(Extract provided):
════════════════════

This year we will be returning to the Sundial, in a city that has experienced such levels of gender based violence that a commission has been convened to address it.
We invite everyone to join us at midday at the Sundial for a two hour stand where we’ll hear from inspiring women speakers and poets on a range of topics, plus chants, an open mic, and drumming led by Lorna McTavish from Celebrate Your Heartbeat. At 1:15pm join us in a DIE-IN where we’ll use our bodies to express our protest and offer tribute to the lives of our sisters taken here in Plymouth, and around the world, due to misogyny and objectification.
Then we’ll rise up in a chant, to show the power and strength of our voices.
We invite everyone to wear red as a symbol of life and resistance.
There will be a small memorial to the cis and trans women we have lost, including placards made in workshops leading up to the event. Bring candles, flowers, or anything red to add to this!

════════════════════

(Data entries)

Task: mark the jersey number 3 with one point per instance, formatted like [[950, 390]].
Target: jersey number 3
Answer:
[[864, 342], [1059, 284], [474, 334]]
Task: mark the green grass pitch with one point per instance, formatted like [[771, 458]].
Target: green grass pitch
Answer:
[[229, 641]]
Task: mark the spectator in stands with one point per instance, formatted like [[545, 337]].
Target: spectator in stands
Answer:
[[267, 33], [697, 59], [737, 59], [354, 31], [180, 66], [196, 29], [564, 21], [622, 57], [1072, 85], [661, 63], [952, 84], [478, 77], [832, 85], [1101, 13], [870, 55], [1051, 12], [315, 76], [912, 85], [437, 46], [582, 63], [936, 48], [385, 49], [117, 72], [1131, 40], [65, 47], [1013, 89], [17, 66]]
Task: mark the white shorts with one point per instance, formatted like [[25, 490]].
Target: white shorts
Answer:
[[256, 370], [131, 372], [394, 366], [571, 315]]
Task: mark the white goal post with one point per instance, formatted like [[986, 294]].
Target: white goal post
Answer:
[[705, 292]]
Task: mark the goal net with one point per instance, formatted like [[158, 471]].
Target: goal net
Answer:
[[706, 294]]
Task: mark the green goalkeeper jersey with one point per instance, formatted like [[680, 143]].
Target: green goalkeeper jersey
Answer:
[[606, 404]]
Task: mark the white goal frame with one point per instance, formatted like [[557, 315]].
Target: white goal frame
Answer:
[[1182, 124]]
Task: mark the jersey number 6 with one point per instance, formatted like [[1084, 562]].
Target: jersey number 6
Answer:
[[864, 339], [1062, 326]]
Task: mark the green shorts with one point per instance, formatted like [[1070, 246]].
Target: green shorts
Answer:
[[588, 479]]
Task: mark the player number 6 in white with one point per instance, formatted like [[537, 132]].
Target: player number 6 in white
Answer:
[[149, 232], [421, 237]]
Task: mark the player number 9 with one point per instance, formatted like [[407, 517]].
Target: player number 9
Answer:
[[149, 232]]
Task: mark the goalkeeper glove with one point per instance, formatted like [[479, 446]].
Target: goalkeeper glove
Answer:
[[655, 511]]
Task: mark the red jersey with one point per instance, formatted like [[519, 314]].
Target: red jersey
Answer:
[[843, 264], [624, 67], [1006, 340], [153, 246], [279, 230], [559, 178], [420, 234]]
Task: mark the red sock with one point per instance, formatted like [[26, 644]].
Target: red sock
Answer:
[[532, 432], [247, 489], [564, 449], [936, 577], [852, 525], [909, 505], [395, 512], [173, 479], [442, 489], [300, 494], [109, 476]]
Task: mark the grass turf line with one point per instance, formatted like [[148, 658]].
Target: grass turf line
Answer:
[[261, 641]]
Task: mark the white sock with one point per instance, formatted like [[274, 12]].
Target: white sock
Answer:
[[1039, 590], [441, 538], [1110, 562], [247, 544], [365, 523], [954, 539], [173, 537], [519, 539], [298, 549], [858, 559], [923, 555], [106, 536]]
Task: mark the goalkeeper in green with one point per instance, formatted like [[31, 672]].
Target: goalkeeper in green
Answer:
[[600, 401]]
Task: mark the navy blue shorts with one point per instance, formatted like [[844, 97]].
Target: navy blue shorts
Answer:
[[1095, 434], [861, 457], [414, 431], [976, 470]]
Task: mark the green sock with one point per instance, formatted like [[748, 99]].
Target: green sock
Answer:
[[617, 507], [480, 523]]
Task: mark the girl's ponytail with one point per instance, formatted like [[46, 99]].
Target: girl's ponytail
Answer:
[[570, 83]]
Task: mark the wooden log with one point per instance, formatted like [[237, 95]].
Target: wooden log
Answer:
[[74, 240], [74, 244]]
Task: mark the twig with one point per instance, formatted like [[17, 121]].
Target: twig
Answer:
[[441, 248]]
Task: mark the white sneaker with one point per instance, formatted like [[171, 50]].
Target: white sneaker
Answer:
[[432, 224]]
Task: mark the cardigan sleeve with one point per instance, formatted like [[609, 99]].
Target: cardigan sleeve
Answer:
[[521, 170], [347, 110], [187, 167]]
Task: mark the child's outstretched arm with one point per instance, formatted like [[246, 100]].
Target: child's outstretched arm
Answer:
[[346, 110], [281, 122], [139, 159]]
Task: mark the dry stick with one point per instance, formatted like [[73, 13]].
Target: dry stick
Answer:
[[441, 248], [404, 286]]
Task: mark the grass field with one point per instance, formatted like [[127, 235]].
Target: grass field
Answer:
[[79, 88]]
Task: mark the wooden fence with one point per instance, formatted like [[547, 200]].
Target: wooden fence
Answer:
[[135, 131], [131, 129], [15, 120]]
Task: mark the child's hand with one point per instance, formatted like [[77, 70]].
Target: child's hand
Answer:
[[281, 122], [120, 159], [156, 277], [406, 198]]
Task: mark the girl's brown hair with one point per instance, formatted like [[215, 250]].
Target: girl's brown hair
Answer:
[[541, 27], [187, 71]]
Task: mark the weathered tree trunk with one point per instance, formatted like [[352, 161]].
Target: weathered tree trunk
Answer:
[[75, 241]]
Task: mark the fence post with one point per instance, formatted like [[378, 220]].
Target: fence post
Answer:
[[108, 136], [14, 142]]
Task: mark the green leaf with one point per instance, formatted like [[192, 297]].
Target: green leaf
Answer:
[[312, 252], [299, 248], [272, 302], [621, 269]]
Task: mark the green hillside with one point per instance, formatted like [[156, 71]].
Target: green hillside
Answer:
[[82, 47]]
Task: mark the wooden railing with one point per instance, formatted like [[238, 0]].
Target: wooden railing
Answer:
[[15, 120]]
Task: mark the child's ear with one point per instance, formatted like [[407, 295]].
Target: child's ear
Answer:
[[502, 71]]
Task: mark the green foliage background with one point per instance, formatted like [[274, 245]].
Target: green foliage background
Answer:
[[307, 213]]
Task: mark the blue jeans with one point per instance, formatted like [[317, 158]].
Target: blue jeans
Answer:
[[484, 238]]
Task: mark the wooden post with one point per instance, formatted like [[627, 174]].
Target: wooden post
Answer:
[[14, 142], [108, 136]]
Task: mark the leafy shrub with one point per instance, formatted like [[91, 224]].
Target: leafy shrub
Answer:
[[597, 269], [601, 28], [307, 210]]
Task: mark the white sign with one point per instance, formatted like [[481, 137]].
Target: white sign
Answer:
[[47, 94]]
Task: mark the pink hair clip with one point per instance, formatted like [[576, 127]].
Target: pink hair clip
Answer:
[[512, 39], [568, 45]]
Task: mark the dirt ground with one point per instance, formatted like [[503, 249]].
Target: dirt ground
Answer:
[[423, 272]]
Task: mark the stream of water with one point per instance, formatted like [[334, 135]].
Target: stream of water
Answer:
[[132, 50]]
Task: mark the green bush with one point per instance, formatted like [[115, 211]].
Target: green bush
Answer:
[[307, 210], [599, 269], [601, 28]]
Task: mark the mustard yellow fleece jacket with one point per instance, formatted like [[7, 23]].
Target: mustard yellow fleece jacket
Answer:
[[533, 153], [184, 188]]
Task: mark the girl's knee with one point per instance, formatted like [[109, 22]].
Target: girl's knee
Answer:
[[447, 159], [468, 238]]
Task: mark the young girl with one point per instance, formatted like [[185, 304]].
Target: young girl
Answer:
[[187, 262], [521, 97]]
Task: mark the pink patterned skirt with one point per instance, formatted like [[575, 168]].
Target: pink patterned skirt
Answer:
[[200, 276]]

════════════════════

(The request):
According to the event announcement, what color are attendees invited to wear, and what does it symbolize? Rely solely on the event announcement to answer.

(Solution to this task):
Attendees are invited to wear red as a symbol of life and resistance.